Текстовый блок ->
================

Кроме того, известен ряд его посланий: Гурию Тушину, Герману Подольному, Вассиану Патрикееву, «брату, пришедшему с восточной стороны», а также две молитвы.

Другой стороной литературной деятельности преподобного Нила была его деятельность как переписчика и составителя житийных сборников. О методе работы преподобного с текстом красноречиво говорят его фразы из посланий Гурию Тушину и Герману Подольному. В послании Тушину он пишет: «Если не найду согласное с моими соображением о начинании дела, откладываю его, пока не найду; когда же найду, благодатью Божьей, делаю в благой уверенности как одобренное. От себя же не смею делать, поскольку я невежда и поселянин». «Когда случается мне что-то предпринять, если не нахожу того в Святых Писаниях, откладывая на время, пока не найду»,- пишет он в послании Герману Подольному. Сравнивая списки, он находит в них «много неисправленна», старается исправить «елико возможно его худому разуму». Поэтому списывает «с разных списков, тщася обрести правый». Если это не удаётся, он оставляет в рукописи пробел, с заметкой на полях: «От зде в списках не право», или: «Аще где в ином переводе обрящется известнейше (правильнее) сего, тамо да чтется».

Было бы неверным предполагать, что подвижник полагает своё разумение критерием истинности Писаний, призывает к рациональному их осмыслению и согласованию с доводами разума. Анализ его житийных сборников, сравнение с изданными полвека спустя Великими Минеями Четьями митрополита Макария , привели исследователей (Н. В. Покровский , Я. С. Лурье) к выводу, что правке была подвергнута не содержательная часть житий, а только текст. Правки касались грамматики, синтаксиса (в частности, преподобный убирал кальки с греческого), стиля. Добавлены правки, уточняющие смысл, исправлено неверное употребление слов . Таким образом, текст становился более понятным и удобочитаемым.

================

Строки ->
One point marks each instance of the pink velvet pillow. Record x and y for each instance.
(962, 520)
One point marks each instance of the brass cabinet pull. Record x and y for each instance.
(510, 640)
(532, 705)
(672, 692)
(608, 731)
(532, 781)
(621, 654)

================

Список заданий ->
• a. Пожалуйста, перепишите все записи целиком, сохранив формулировки без изменений, и масштабируйте координаты точек в ответах: умножьте каждое число на 0,5 и округлите до целого, половины вверх.
• b. Продолжите текст о литературной деятельности преподобного Нила, начав сразу после его последнего предложения.

Результаты упражнения ->
• a.
One point marks each instance of the pink velvet pillow. Record x and y for each instance.
(481, 260)
One point marks each instance of the brass cabinet pull. Record x and y for each instance.
(255, 320)
(266, 353)
(336, 346)
(304, 366)
(266, 391)
(311, 327)

• b.
Следует отметить, что труды преподобного Нила пользовались большим уважением и в монастыре преподобного Иосифа. Два монаха Иосифова монастыря, это Нил Полев и Дионисий Звенигородский , долгое время (до 1512 года) жили в Кирилловом монастыре и сделали списки Ниловых сборников для своей обители. Однако, начиная с 30-х годов, писания Нила в Волоколамском монастыре стали переписывать без указания авторства.

Исихазм и нестяжание

Нил Сорский в Послании Гурину Тушину писал, что «цвѣты добродѣтелей» расцветают от «безмолвия» (греч. исихии) и иссушаются от бесед. Подвиг состоит в «отсечении помыслов» и «отступлении мира». Своим послушникам Нил Сорский напоминал необходимость физической работы, «ибо жительство и нужды наши от наших собственных трудов должны устраиваться». Он напоминал слова апостола Павла о необходимости труда (2Фес. ). Он призывал не злоупотреблять милостыней. «Стяжание» признавал за «яд смертоносный». Если случится нанимать работников, то их «не подобает должной платы лишать». Нил Сорский критиковал желание украшать церковь («сосуды золотые и серебряные, даже и священные, не подобает иметь»), поскольку это может привести к «восхищению делу рук человеческих» и «гордости» за «красоту зданий»

Об отношении к Священному Писанию и церковному преданию

Мысль о разумном исполнении Священного Писания является одной из основных тем посланий преподобного Нила. Особенно часто он об этом говорит в послании Герману Подольному. В частности он пишет: «Повиноваться Богу по божественным Писаниям, а не так бессмысленно, как некоторые: и когда в монастыре с братьями, будто бы в повиновении, в самоволии бессмысленно пасутся, и отшельничество так же осуществляют неразумно, плотской волей ведомые и разумом неразмышляющим, не понимая ни того, что делают, ни того, в чём утверждаются». В «самоволии», то есть не по Божьей воле, не по Его Писаниям, а в мнимом послушании по человеческим представлениям и без разумения.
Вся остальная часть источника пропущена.